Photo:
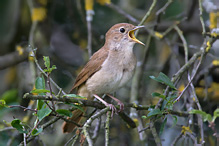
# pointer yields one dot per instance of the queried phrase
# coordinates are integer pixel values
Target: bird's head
(122, 33)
· · · · · · ·
Exercise => Only the lines from the one with "# pointer yields" through the end of the listing should be output, exactly as they appear.

Task result =>
# pointer yields one dot per instance of the queried phrase
# coordinates are integer pixel values
Target: bird's head
(122, 33)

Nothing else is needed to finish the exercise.